— begin —

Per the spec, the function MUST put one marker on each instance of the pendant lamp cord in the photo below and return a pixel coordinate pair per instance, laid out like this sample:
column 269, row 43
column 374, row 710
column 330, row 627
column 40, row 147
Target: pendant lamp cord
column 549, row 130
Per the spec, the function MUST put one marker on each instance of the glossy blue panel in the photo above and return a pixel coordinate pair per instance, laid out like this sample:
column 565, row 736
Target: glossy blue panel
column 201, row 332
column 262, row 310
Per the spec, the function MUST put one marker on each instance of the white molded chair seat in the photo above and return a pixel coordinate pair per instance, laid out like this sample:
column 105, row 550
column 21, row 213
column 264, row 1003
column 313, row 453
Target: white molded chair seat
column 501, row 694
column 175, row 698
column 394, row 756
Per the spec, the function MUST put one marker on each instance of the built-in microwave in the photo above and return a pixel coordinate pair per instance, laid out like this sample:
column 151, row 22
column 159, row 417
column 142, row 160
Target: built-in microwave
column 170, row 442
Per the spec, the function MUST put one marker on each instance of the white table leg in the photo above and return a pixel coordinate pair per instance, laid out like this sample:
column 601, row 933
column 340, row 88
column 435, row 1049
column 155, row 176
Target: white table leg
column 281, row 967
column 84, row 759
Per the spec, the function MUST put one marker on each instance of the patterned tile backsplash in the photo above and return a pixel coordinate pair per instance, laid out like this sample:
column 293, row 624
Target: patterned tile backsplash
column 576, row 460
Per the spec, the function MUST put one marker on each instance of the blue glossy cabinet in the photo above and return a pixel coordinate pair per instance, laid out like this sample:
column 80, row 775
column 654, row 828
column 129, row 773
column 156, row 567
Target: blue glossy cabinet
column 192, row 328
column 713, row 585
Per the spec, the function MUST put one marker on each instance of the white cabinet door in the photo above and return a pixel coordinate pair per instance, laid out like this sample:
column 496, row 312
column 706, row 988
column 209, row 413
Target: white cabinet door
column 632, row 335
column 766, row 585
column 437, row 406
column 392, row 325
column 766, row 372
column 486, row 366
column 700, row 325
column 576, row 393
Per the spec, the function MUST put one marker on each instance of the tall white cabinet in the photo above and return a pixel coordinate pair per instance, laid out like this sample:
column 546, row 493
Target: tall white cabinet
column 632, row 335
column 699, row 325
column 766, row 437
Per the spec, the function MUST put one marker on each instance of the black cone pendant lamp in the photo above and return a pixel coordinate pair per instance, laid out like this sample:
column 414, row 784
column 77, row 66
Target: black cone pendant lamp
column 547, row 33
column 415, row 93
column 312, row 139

— end —

Copy all of the material above line by line, without changing a single character.

Per the spec, the function MUST put one marker on each instance of the pendant lamp cord in the photo below and return a pixel coordinate pair per instance, laid out like this sample:
column 269, row 43
column 374, row 710
column 330, row 627
column 40, row 147
Target: pendant lamp cord
column 549, row 130
Per the spec, the function MUST put one marker on each instance of the glossy blue panel in the photo above and return a pixel coordinate pair per instance, laid out like this sample:
column 565, row 736
Target: glossy blue panel
column 201, row 332
column 262, row 310
Per the spec, the function MUST put one marker on each instance of the white molded chair seat in the photo above and return a pixel coordinate pair per instance, laid out like this sample:
column 105, row 550
column 21, row 213
column 264, row 1003
column 313, row 453
Target: white molded chair seat
column 501, row 694
column 175, row 698
column 394, row 756
Per the spec, the function MUST put one marker on each instance of the built-in microwave in the photo above and return a pixel coordinate pair per instance, laid out like this sample:
column 151, row 22
column 159, row 417
column 142, row 160
Target: built-in microwave
column 170, row 442
Per the spec, the function MUST put one marker on each instance of the white table leg in the photo above and return a pixel coordinate pair per instance, laid out like this sample:
column 601, row 933
column 340, row 88
column 435, row 1049
column 155, row 176
Target: white table leg
column 281, row 967
column 84, row 759
Per the spec, the function MUST put one marker on each instance of the patterned tile backsplash in the photo above and return a pixel coordinate pair per instance, laid out like this sample:
column 293, row 624
Target: patterned tile backsplash
column 576, row 460
Per the spec, the function MUST put one marker on each instance of the blue glossy cabinet in the photo above and return a pixel coordinate pair per instance, laid out like this sample:
column 80, row 775
column 654, row 828
column 129, row 773
column 156, row 567
Target: blue glossy cabinet
column 192, row 328
column 713, row 585
Per the spec, the function MUST put one marker on each instance of the white cabinet door in the photo above and return a pixel coordinate pair per instance, laid out like this sample:
column 496, row 312
column 706, row 988
column 209, row 413
Target: white cabinet door
column 632, row 335
column 766, row 585
column 437, row 406
column 392, row 325
column 766, row 372
column 486, row 366
column 700, row 325
column 576, row 393
Per the spec, the function MUST put one marker on each instance of the tall white cabinet in the photo above and return a pixel coordinate pair per instance, laid out like this sample:
column 546, row 493
Target: tall white cabinet
column 632, row 335
column 699, row 325
column 766, row 437
Per the spec, the function MUST put one marker on each instance of the black cone pendant lamp in the photo above and return a pixel coordinate pair per instance, laid out like this sample:
column 414, row 784
column 77, row 66
Target: black cone pendant lamp
column 547, row 33
column 415, row 93
column 312, row 139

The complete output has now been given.